__Text segment__:
==*==

WHEN WE GO LOW, GOD WILL DRAW NEAR
Deuteronomy 8:4-5, “Your garments did not wear out on you, nor did your foot swell these forty years. So you should know in your heart that as a man chastens his son, so the Lord your God chastens you.” Chasten means to discipline, to instruct, and to teach. It does not say that He taught them that their garments did not wear out and that there foot did not swell, but rather He taught them through kindness. He taught them to recognize that they had to humble themselves to come into the possession of life. We can pray for hours and belief with all our heart, but if we do not have the ability to lower ourselves, we will not make it.

==*==

__Data extract__:
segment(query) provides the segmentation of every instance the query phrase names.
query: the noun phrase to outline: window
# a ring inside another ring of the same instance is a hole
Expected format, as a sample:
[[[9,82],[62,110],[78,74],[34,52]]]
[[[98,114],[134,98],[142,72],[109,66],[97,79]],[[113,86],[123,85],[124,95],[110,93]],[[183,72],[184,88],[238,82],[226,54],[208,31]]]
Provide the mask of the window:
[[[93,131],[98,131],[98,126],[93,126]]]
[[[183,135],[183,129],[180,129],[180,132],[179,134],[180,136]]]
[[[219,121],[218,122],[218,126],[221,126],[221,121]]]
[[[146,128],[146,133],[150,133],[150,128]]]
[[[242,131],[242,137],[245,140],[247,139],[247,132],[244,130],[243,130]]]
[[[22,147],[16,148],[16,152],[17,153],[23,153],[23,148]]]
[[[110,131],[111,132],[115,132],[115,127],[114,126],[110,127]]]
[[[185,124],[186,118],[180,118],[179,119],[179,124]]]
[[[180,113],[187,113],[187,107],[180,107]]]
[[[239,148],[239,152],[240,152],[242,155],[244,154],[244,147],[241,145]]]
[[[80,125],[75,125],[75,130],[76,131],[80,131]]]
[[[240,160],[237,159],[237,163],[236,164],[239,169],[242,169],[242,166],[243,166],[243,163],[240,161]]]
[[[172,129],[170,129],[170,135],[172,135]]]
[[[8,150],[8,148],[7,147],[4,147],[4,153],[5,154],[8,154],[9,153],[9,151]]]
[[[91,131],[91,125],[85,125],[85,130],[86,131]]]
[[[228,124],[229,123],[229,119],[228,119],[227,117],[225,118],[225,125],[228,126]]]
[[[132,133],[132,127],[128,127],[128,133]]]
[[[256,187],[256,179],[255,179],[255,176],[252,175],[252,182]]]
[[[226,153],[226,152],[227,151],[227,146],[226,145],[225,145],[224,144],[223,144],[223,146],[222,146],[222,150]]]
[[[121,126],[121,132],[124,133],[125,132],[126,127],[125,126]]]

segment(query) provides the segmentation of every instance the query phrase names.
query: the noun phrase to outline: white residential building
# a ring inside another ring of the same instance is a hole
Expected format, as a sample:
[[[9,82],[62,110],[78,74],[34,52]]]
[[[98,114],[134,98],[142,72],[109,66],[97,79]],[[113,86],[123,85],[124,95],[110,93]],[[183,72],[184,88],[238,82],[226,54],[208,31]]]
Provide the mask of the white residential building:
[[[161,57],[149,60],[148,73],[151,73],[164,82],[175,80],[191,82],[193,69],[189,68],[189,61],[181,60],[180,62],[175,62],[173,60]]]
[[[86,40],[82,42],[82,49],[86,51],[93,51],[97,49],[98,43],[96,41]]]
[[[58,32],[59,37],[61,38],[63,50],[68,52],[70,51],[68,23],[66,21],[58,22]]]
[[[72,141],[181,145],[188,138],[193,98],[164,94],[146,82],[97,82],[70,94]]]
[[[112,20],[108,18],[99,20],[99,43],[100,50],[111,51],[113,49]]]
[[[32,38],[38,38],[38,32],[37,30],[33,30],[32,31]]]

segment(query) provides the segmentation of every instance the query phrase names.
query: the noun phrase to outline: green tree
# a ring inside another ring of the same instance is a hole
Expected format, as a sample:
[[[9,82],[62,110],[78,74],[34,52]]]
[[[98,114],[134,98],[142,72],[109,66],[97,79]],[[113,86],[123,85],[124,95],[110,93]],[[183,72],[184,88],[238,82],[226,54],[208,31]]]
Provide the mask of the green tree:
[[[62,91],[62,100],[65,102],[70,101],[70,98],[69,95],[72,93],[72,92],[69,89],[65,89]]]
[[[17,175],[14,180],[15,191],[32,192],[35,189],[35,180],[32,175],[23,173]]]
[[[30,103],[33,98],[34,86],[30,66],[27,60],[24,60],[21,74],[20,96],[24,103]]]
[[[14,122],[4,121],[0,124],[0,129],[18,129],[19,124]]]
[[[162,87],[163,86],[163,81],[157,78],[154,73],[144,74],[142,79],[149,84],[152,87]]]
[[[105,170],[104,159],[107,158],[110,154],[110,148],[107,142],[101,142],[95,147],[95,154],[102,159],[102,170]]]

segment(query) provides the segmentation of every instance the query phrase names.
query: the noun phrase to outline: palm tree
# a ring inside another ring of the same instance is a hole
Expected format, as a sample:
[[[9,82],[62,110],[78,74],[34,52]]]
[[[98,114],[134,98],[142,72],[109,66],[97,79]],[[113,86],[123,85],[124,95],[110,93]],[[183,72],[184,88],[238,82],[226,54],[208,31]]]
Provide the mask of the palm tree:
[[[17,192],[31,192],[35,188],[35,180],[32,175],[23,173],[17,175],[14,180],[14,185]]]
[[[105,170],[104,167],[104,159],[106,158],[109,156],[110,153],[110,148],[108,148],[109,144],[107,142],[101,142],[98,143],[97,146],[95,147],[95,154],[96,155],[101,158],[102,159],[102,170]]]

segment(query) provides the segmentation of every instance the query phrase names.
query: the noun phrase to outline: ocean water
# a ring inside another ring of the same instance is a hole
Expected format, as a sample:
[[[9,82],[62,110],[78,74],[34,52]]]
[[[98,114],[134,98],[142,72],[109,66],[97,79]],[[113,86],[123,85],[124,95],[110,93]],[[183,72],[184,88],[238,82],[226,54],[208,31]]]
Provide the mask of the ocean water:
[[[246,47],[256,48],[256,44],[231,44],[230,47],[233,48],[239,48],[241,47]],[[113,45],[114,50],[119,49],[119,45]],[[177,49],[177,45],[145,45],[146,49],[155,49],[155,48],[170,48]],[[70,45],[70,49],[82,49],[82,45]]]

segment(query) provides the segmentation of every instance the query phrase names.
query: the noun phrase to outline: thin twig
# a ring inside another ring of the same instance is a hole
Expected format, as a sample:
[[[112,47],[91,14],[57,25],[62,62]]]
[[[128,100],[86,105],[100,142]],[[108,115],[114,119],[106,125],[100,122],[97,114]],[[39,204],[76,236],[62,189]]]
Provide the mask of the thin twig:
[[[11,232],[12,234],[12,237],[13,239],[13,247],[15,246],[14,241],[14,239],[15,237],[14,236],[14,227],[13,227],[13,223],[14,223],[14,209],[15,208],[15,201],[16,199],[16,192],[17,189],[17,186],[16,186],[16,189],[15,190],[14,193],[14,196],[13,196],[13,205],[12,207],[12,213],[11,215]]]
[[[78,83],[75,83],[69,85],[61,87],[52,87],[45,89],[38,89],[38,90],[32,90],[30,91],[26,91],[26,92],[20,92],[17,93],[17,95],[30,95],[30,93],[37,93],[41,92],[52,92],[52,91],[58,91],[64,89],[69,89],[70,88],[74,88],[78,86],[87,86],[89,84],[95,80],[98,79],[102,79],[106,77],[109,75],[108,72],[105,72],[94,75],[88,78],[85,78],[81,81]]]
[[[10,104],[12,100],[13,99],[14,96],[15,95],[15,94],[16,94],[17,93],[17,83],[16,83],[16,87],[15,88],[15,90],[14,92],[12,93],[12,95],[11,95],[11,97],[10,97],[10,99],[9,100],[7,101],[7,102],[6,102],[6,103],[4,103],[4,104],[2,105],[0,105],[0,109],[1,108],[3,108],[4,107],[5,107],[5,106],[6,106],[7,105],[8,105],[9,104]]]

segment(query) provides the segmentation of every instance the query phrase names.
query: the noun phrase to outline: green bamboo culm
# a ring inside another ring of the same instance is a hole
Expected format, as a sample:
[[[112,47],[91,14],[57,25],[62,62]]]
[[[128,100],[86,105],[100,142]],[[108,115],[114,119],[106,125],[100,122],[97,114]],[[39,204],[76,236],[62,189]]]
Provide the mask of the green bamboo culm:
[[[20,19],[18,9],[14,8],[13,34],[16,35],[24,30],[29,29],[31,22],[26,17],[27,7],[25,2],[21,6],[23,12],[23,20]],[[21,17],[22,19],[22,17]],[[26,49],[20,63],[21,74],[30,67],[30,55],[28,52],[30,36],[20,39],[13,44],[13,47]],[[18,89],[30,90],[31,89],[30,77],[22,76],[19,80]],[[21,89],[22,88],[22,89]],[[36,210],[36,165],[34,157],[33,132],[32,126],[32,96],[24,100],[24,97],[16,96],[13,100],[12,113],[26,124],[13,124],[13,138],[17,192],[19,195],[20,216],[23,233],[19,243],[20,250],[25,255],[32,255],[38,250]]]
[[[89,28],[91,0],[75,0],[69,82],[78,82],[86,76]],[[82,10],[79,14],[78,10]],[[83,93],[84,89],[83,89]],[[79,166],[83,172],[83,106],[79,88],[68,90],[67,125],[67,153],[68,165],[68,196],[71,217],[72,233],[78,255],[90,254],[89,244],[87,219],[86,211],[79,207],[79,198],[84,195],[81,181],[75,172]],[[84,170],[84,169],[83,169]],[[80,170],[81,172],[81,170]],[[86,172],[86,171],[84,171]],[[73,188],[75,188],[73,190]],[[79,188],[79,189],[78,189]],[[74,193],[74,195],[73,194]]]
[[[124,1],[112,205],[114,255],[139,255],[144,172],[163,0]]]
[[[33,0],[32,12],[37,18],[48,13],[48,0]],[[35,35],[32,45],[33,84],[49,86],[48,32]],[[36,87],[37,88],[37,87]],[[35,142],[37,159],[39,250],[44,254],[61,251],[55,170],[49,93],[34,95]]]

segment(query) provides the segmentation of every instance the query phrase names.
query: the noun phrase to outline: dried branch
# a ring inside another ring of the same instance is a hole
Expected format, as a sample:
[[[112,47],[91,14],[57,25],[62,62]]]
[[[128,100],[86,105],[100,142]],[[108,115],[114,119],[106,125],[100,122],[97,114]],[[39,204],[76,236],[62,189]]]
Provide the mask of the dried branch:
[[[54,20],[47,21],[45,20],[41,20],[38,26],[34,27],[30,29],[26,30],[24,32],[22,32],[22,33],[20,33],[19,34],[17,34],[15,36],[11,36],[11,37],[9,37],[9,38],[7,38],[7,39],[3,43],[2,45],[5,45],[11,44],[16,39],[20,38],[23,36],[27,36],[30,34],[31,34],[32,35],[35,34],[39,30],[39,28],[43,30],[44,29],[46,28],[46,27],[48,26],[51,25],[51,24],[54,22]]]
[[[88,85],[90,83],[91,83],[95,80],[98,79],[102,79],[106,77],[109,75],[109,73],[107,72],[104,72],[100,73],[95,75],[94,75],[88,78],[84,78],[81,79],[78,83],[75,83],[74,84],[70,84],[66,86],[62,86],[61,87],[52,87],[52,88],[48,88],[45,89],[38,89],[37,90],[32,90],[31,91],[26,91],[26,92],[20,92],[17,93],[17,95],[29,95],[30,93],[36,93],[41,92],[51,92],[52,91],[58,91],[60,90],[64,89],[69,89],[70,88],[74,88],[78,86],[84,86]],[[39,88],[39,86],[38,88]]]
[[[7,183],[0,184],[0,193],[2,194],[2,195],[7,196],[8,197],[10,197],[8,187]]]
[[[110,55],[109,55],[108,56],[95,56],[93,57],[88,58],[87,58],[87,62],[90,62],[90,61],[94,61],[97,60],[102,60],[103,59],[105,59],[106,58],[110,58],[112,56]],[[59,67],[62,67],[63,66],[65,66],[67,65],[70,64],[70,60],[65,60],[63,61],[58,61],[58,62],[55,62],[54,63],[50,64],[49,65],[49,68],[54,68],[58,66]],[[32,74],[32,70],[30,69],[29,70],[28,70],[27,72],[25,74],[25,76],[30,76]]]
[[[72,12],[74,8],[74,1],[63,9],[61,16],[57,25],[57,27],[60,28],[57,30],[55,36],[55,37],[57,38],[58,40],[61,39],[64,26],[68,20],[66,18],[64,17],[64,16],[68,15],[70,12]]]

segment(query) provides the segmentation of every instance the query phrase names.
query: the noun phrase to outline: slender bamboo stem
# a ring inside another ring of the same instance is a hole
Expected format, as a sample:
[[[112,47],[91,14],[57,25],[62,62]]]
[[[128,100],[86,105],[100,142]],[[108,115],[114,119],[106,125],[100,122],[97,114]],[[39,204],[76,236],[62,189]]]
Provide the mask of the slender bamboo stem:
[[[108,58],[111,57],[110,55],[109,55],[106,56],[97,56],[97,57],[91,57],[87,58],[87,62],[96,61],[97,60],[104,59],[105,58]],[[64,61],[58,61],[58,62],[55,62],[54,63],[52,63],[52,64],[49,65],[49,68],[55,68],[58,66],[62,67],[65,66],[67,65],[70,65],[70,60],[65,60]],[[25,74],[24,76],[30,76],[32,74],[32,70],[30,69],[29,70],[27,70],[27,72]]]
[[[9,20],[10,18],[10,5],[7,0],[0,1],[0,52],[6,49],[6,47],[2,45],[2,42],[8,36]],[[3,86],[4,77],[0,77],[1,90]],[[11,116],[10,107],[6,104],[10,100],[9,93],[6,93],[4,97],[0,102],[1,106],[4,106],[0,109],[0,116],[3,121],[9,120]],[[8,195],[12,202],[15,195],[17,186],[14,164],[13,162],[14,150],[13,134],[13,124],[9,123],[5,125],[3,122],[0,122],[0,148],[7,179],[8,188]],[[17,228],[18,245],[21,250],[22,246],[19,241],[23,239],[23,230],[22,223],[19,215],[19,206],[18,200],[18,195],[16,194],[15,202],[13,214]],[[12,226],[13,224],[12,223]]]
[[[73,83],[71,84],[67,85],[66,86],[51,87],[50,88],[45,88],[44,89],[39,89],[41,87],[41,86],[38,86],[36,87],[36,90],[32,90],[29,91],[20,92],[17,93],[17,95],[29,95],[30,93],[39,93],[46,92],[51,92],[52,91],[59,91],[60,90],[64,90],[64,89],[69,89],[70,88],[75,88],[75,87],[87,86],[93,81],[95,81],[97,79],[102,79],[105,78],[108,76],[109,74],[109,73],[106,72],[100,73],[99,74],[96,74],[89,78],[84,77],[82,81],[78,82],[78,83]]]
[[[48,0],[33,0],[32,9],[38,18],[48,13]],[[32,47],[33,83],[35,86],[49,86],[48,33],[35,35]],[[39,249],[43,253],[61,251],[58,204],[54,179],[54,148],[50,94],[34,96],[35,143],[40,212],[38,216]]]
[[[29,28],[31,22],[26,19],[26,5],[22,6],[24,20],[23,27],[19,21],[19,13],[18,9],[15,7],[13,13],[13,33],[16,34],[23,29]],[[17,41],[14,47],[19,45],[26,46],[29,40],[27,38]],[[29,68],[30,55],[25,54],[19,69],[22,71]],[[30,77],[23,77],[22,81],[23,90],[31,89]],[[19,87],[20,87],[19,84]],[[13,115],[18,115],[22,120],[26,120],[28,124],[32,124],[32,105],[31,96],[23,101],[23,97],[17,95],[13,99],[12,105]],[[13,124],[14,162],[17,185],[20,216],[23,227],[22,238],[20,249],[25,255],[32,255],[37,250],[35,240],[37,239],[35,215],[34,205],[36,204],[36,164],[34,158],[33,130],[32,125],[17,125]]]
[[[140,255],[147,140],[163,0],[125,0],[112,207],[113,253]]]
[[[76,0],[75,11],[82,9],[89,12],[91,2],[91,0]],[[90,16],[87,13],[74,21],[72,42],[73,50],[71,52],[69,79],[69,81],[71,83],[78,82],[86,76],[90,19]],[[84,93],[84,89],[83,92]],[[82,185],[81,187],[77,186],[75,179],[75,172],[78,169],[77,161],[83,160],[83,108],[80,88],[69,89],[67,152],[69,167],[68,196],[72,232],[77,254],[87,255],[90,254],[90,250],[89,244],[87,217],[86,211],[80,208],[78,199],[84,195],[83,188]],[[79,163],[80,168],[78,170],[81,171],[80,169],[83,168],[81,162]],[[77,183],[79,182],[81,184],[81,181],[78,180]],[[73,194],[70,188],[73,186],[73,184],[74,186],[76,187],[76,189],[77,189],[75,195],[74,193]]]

==*==

__Problems and tasks__:
1. Answer these from the Deuteronomy 8:4-5 devotional:
(a) What three meanings does it give for "chasten"?
(b) For how many years did the garments not wear out?
(c) What does it say we must be able to do, or we will not make it?
2. Please supply the next part of the Deuteronomy 8:4-5 devotional, picking up after its last sentence.
You can leave the rows aside.

__Answers for the tasks__:
1.
(a) To discipline, to instruct, and to teach.
(b) Forty years.
(c) Lower ourselves.

2.
Speaking about the tribe of Dan, it says in Genesis that a Danite is like a serpent on the ground that bites the horse with a rider. A horse speaks of pride, and when we allow our pride to rise and not lower ourselves than like a serpent in the grass we will suddenly be bitten and wonder where it came from. There is no greater danger then when we always increase. That is why Paul had to go to Arabia so he could go through the process of decrease, and that he could know and experience God’s touch. When we go low, God will draw near. He chastens me, instructs me, and teaches me how to bend below Him, how to be under the shadow of His wings and how to be in the cleft of the rock. We can never be in the cleft of the rock without humility. Without humility, we will think we are ready for things that we are not, like Peter, who thought he was ready to go to prison for Christ, but denied Him three times.
Deuteronomy 8:7, “For the Lord your God is bringing you into a good land….” A good land means that everything is fulfilled in me, every sense, every need, every desire; every detail is fulfilled in my life. When God brings us into fullness, and we do not have humility, it will kill us.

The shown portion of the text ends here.